* [Problem to solve] Please look for the string "peak" below and report every line in which it occurs.

[Natural language region descriptions]

= Beginning of Section =

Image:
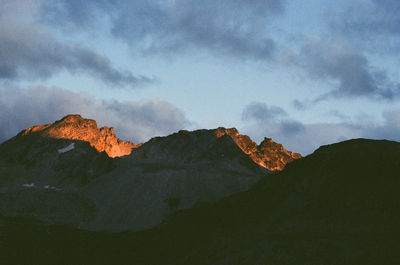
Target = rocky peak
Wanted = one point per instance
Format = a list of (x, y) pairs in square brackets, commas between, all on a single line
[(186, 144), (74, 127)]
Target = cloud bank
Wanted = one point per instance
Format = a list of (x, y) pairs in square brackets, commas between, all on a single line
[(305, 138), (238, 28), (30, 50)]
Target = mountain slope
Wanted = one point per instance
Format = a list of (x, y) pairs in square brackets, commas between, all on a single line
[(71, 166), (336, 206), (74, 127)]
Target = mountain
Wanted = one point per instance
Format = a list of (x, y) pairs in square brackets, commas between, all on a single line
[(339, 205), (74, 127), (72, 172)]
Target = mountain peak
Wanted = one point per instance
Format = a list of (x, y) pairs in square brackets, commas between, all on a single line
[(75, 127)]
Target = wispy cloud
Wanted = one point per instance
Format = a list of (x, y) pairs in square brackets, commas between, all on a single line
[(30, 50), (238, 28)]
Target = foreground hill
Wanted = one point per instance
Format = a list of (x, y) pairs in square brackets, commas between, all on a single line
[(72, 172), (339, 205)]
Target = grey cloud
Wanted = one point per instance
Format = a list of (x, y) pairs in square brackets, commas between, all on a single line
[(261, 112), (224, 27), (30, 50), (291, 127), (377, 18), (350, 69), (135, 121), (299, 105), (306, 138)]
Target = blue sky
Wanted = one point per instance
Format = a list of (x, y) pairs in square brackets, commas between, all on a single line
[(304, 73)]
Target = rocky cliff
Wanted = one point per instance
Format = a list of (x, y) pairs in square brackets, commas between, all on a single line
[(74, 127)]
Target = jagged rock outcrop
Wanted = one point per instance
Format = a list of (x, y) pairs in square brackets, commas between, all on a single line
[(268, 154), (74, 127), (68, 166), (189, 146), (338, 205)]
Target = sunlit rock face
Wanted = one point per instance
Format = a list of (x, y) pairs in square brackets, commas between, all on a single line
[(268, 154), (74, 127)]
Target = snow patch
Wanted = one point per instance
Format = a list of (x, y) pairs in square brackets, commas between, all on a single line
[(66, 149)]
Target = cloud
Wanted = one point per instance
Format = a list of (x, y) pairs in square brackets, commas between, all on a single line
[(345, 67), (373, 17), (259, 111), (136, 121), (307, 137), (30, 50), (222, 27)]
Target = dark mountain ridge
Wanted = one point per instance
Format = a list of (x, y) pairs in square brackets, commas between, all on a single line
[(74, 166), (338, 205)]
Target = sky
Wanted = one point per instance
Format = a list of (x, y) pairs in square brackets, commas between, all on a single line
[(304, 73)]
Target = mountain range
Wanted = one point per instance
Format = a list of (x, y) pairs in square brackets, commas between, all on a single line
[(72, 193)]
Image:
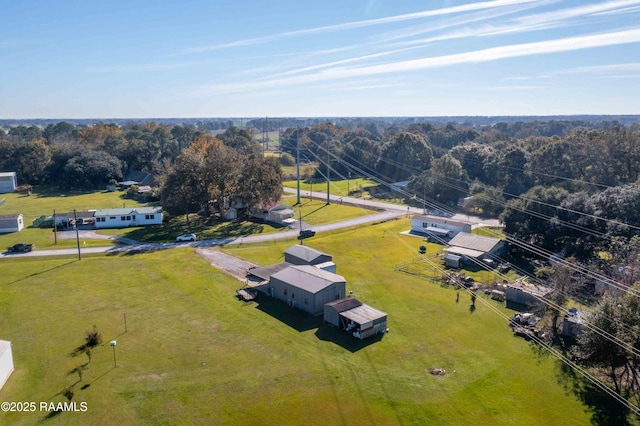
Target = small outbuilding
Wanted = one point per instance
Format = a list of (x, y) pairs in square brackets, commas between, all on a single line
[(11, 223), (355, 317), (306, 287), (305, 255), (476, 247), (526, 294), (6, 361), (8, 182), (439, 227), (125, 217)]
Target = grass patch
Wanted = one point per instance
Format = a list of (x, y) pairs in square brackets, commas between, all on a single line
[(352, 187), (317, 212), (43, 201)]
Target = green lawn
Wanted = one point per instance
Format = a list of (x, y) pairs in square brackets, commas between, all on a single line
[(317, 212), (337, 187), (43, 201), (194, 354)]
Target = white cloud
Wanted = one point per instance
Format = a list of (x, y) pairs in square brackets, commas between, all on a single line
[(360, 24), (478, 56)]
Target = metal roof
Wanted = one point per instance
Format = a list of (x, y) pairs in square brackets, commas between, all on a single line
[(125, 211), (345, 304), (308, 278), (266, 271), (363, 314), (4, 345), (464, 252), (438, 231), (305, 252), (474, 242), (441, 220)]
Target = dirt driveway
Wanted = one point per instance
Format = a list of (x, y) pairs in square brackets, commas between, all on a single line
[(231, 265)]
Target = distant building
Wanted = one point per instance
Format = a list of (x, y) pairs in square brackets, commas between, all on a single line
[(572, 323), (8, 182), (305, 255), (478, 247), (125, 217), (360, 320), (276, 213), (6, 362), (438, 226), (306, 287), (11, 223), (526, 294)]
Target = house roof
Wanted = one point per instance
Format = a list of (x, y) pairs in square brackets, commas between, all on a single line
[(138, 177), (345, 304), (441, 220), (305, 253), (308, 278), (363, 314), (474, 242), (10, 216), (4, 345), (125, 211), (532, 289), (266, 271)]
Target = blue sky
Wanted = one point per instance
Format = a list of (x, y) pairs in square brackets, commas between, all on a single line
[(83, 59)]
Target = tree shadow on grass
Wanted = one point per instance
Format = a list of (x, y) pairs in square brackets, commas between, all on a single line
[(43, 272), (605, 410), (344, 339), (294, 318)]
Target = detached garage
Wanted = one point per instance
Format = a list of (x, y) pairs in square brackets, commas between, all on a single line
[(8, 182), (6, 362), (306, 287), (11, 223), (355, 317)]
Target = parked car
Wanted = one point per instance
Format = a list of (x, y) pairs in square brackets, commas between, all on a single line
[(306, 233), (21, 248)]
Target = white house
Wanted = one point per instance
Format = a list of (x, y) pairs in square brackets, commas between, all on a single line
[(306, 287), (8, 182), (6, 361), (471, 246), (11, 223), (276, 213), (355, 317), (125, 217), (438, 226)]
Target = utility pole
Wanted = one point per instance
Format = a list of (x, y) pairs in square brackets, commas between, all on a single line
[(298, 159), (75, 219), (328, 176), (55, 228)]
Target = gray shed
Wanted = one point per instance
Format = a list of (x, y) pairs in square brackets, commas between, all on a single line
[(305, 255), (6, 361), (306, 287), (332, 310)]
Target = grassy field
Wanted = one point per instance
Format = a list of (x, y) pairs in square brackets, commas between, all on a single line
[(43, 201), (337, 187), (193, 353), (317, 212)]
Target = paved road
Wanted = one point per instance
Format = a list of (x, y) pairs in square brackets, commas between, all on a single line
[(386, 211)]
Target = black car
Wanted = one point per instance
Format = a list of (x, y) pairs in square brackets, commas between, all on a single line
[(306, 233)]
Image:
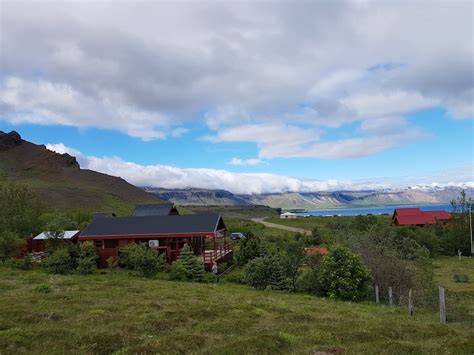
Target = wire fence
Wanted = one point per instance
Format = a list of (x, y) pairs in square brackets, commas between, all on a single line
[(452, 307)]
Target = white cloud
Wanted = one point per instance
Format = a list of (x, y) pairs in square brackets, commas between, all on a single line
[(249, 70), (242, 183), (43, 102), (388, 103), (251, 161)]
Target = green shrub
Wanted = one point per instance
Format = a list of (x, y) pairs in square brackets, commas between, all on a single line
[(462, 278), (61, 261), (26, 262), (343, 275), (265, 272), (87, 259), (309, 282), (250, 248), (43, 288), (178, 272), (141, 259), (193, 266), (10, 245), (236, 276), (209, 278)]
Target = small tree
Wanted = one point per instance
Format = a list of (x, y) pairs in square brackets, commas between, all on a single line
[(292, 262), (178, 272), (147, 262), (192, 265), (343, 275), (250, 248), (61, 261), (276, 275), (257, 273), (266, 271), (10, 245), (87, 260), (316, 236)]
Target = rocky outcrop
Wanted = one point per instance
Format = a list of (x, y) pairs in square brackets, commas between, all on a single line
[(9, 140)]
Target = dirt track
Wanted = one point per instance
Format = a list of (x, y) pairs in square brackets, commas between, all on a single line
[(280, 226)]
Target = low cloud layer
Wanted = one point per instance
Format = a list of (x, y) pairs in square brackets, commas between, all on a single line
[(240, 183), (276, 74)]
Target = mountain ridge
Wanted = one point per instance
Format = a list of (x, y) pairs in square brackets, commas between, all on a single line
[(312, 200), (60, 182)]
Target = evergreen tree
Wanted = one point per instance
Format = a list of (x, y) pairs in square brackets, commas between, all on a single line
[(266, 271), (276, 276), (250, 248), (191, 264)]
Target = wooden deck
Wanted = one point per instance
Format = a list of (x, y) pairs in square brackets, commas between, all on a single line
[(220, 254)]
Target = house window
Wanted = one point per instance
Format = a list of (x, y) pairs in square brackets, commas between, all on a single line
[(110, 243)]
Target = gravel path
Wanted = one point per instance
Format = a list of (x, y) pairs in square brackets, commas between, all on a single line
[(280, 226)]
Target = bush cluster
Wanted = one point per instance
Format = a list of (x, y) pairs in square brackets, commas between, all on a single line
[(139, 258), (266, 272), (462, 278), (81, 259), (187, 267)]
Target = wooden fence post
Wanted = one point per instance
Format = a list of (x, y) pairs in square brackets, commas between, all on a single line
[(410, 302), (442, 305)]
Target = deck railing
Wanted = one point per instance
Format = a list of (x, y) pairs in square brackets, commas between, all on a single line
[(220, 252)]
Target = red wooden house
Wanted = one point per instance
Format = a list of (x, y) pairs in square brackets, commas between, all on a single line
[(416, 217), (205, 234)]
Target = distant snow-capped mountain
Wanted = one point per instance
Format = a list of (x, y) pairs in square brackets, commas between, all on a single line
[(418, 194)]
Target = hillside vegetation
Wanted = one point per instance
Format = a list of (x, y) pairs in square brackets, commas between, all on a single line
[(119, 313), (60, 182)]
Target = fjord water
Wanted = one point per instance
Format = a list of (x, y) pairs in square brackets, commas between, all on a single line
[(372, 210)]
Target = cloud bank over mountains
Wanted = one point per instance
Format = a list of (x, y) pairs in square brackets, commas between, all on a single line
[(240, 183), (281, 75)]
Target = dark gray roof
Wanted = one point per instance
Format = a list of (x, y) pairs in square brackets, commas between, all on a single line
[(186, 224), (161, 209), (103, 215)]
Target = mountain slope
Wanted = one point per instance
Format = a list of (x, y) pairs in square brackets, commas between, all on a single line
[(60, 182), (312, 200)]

= End of Section =

* [Output of the task]
Target = rocky peak
Target = mountain peak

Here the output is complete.